START DATA RECORDS

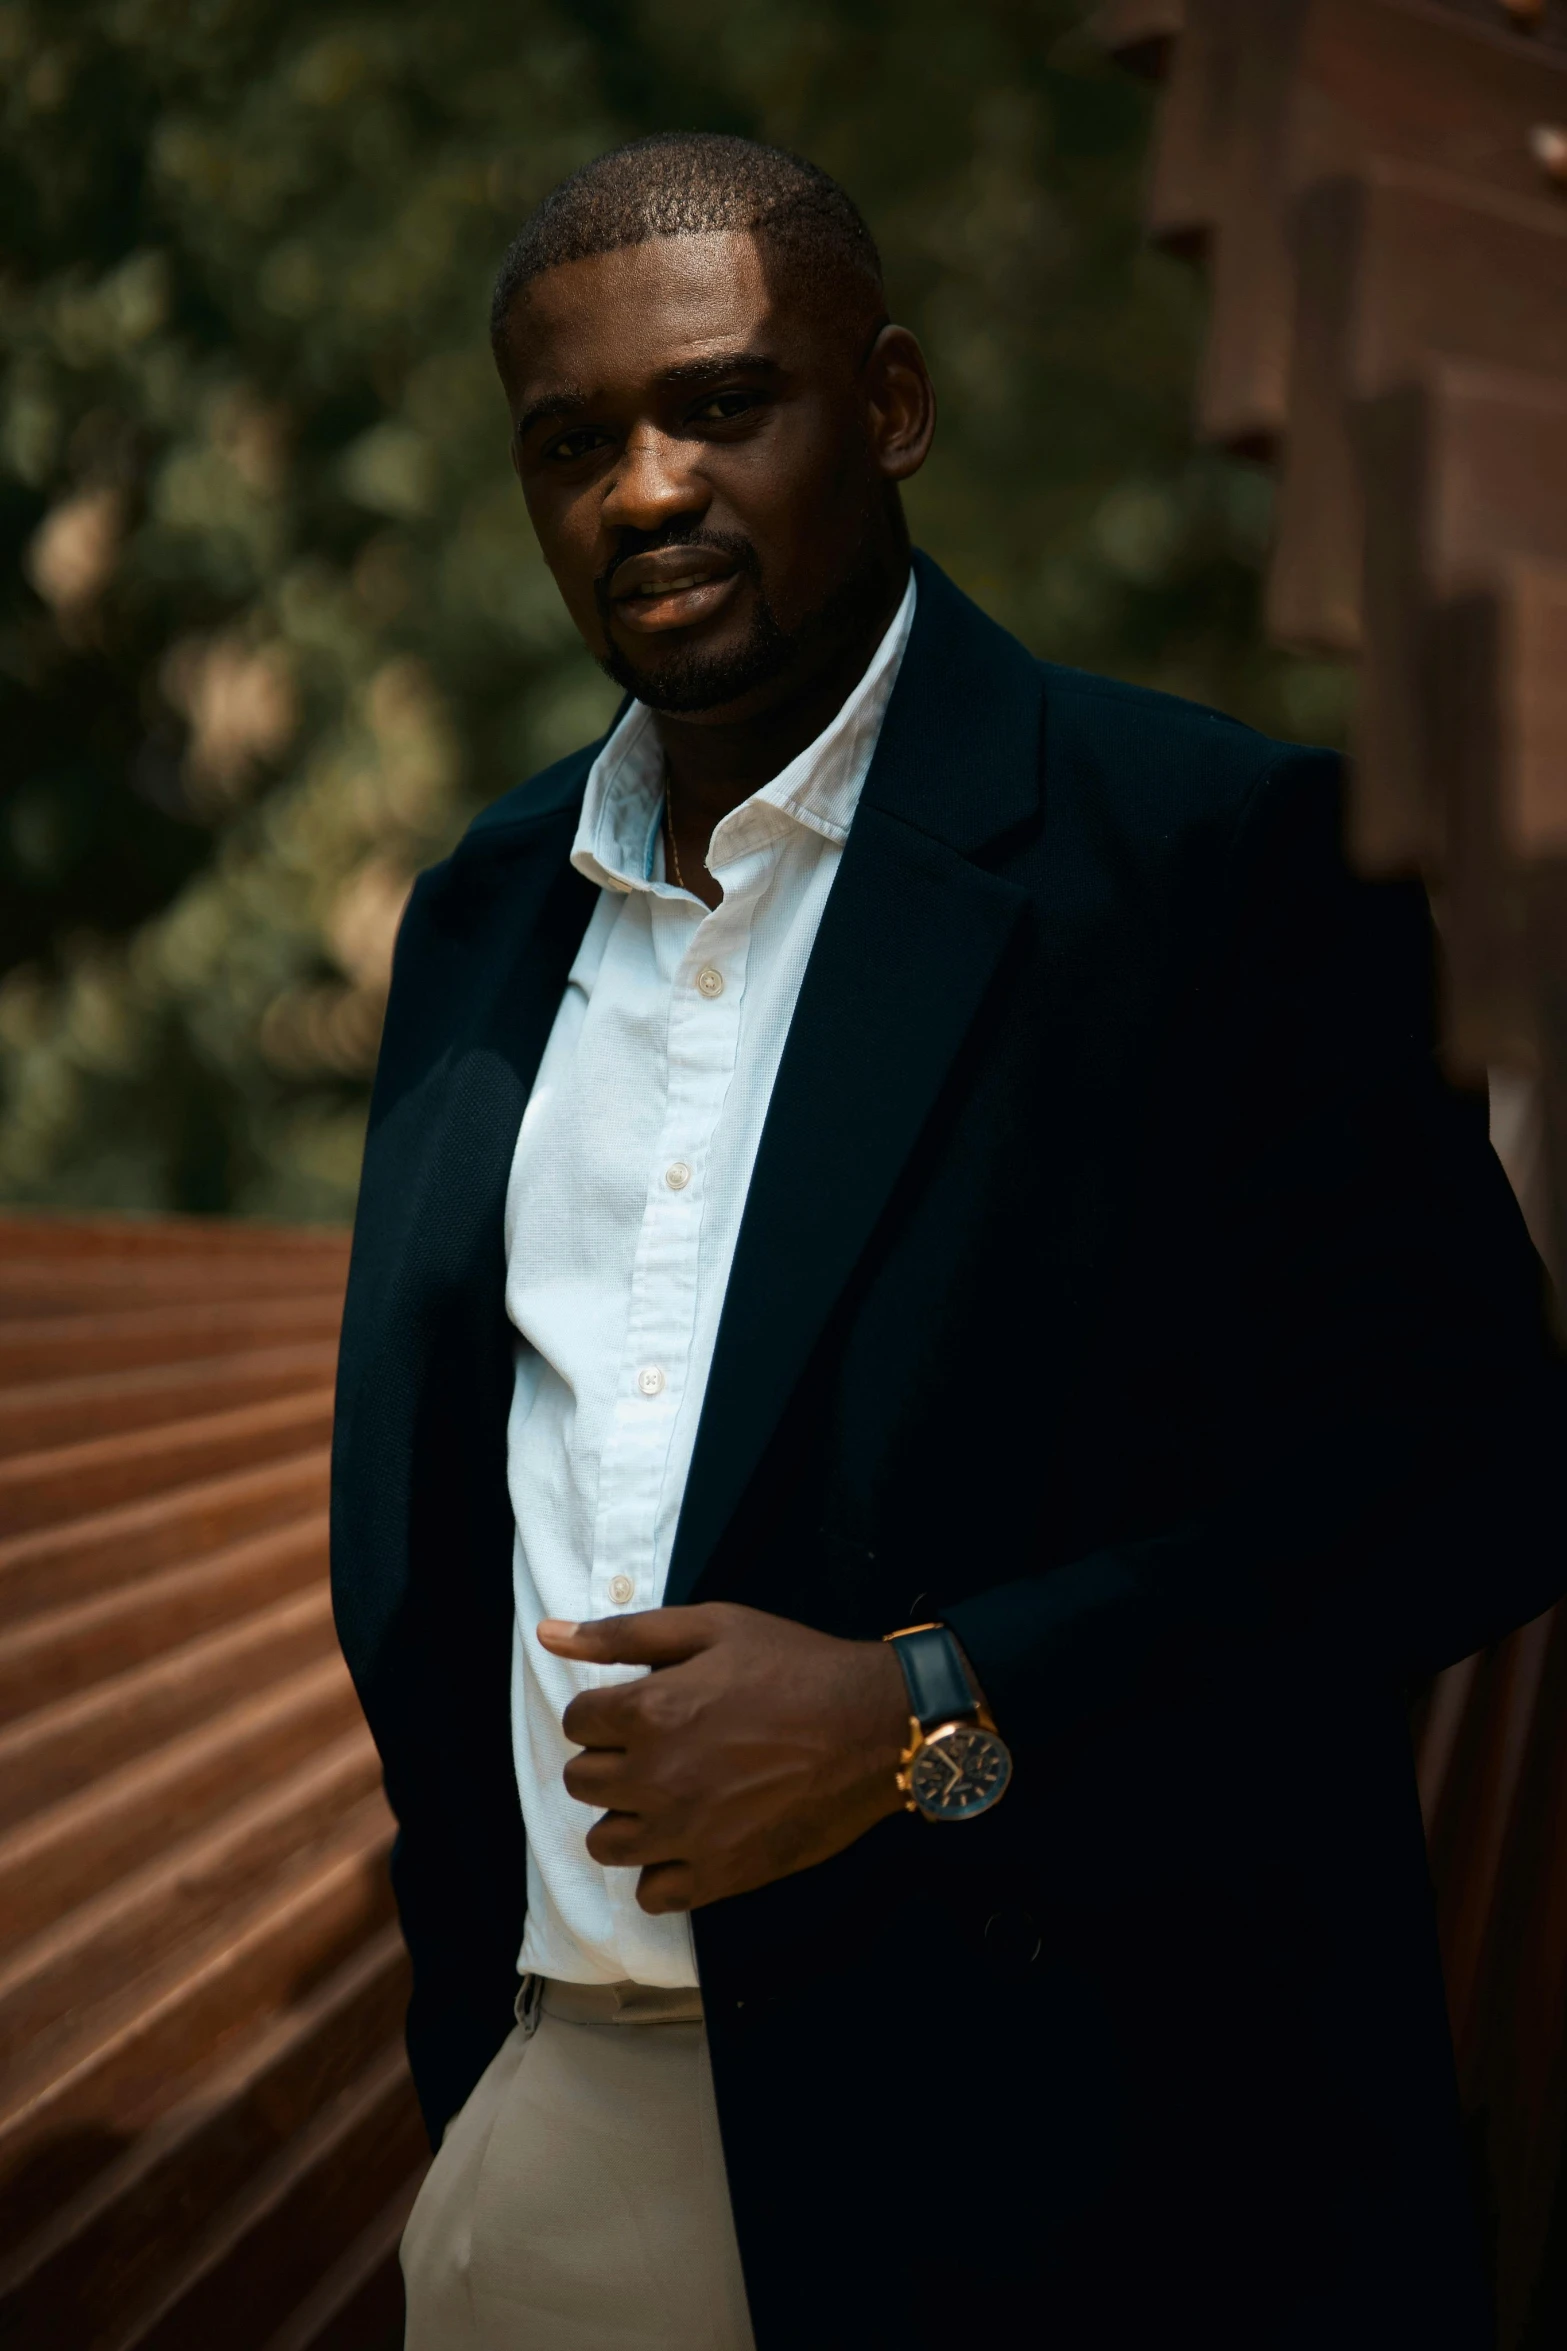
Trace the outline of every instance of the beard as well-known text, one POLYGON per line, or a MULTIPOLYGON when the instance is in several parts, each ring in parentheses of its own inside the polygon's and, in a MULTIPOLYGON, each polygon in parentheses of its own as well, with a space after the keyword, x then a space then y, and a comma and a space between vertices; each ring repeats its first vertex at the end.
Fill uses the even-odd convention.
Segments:
POLYGON ((721 710, 726 703, 738 702, 759 687, 771 685, 774 678, 797 664, 809 666, 819 646, 836 645, 854 632, 876 598, 877 567, 868 529, 847 577, 839 581, 816 611, 807 613, 793 628, 782 625, 768 601, 762 585, 762 567, 749 539, 726 531, 682 529, 677 523, 662 531, 627 531, 623 540, 614 562, 607 564, 593 583, 600 623, 609 645, 599 667, 622 692, 634 695, 649 709, 667 712, 672 718, 699 710, 721 710), (738 645, 713 653, 705 652, 698 645, 682 647, 653 671, 639 668, 620 650, 610 636, 614 605, 609 583, 628 556, 646 555, 655 547, 710 547, 726 555, 736 571, 750 580, 755 591, 751 625, 738 645))

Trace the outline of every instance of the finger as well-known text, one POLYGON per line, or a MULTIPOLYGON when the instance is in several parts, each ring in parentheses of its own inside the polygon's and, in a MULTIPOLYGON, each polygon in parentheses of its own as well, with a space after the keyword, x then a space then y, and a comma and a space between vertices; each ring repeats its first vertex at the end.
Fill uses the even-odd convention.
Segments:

END DATA RECORDS

> WHAT TO PRODUCE:
From the records above, show each line that contains the word "known".

> TASK RESULT:
Trace the outline of every instance of the beard as well-known text, one POLYGON per line, or a MULTIPOLYGON when the instance is in several parts, each ring in parentheses of its own inside the polygon's and, in a MULTIPOLYGON, each polygon in parentheses of its own as well, with a space after the keyword, x then a space then y, and a comma and a space between vertices; each ring repeats its first vertex at the end.
Trace the outline of every instance of the finger as well-known text, one POLYGON per line, or a MULTIPOLYGON when the instance is in several parts, each ring in parentheses of its own inside the polygon's and, in a MULTIPOLYGON, each polygon in parentheses of its own as well, with a space after the keyword, x then a space then y, and a comma and a space between vertices; each ring repeats its first vertex at the end.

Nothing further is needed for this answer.